Responda com base no trecho sobre o ceticismo de Hume:
(a) Qual é o princípio regente dos processos do conhecimento?
(b) A que pensadores o ceticismo de Hume não se assemelha, por não ser radical?
(c) Segundo a citação de Hume, o que ignoraríamos sem a ação do hábito?

■ Trecho do texto
++++++

De todo modo, afirmar que os raciocínios baseados na experiência não se apoiam de forma alguma na razão, no entendimento, nem em princípio algum a priori, não implica que eles não sejam usados nos processos do conhecimento, cujo princípio regente é o hábito, que permanecerá tal enquanto a natureza humana não mudar, até porque, uma pessoa jogada de súbito neste mundo, mesmo dotada de razão e reflexão, pelo raciocínio de causa e efeito, nada poderia concluir e ficaria restrita à observação de que fenômenos sucedem-se uns aos outros.

 

Então, do até aqui exposto, depreende-se que o ceticismo de Hume não é radical à moda de Górgias e Pirro, na medida em que, se assim fosse, a lida humana com o mundo ficaria inviabilizada, o que se pode extrair, dentre as falas de Hume, a que assim assenta:

 

“Sem a ação do hábito, ignoraríamos completamente toda questão de fato além do que está imediatamente presente à memória ou aos sentidos. Jamais saberíamos como adequar os meios aos fins ou como utilizar os nossos poderes naturais na produção de um efeito qualquer. Seria o fim imediato de toda ação, assim como da maior parte da especulação.”[2].

++++++

Registros de origem:
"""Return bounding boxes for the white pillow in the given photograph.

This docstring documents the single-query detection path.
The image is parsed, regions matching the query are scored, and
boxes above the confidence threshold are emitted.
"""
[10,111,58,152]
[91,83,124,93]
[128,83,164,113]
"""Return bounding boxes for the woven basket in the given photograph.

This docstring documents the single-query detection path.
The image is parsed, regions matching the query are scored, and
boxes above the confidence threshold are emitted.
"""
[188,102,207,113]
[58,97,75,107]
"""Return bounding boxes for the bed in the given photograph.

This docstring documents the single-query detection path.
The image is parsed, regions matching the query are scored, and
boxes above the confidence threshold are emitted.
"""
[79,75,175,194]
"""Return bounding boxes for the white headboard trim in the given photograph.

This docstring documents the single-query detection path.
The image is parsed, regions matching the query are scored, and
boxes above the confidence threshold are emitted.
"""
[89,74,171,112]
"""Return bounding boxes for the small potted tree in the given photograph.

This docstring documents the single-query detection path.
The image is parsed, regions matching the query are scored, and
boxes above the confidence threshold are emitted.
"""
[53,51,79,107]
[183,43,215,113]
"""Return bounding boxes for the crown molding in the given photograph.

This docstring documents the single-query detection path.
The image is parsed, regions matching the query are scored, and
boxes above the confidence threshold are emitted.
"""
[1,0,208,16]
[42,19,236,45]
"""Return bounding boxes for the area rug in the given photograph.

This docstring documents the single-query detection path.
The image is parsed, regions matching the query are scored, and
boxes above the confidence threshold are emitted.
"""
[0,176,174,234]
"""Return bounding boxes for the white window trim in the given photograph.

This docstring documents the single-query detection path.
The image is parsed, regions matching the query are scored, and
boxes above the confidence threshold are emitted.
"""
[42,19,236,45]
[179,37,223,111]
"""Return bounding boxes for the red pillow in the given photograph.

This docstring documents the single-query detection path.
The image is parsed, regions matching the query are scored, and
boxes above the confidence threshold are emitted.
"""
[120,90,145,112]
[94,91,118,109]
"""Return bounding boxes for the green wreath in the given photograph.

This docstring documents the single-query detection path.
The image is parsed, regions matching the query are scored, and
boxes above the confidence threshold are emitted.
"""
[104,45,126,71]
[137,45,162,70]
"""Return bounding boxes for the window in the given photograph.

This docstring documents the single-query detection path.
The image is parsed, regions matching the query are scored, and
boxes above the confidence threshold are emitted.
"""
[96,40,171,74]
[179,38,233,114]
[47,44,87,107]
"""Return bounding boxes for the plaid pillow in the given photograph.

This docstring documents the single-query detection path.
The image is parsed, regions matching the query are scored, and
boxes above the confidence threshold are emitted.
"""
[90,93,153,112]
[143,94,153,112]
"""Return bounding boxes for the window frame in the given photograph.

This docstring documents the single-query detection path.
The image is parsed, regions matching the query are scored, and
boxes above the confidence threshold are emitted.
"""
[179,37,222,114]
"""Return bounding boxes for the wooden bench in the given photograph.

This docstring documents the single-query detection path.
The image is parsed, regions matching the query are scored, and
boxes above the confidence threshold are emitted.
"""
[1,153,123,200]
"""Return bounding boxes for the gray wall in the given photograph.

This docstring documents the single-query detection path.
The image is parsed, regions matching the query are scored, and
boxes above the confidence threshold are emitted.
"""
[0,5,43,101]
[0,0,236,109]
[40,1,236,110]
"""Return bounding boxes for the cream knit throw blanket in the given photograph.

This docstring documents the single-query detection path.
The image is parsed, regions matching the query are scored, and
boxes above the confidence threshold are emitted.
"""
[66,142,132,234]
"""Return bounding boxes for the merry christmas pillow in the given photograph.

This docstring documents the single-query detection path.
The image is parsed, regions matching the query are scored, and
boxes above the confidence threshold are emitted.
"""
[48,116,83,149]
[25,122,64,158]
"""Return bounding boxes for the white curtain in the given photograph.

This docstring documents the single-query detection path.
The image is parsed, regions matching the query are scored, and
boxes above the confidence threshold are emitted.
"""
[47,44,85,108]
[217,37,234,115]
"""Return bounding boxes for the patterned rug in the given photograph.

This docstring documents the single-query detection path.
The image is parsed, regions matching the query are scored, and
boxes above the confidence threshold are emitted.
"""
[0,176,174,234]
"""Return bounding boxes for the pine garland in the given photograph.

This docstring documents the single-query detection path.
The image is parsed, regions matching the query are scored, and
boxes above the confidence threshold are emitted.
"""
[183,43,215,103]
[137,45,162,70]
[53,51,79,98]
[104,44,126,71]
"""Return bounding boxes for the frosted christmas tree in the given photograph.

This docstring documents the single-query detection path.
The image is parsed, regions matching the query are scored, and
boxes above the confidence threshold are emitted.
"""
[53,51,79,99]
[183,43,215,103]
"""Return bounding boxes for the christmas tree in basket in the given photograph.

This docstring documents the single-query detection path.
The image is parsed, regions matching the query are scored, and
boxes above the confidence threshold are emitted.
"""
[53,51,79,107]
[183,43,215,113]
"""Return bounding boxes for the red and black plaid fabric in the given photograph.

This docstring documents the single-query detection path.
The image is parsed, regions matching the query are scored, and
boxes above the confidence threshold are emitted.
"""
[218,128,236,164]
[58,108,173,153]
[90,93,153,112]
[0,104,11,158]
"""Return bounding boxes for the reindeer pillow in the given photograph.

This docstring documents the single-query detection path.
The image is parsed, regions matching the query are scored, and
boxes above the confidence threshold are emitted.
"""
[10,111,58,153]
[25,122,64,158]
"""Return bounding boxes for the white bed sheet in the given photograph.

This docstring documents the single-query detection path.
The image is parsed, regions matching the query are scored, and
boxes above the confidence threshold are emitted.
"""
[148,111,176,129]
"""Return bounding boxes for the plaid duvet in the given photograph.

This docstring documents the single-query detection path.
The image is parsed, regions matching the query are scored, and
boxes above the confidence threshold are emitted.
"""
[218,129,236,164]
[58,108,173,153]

++++++

■ Resposta da tarefa
(a) O hábito.
(b) Górgias e Pirro.
(c) Toda questão de fato além do que está imediatamente presente à memória ou aos sentidos.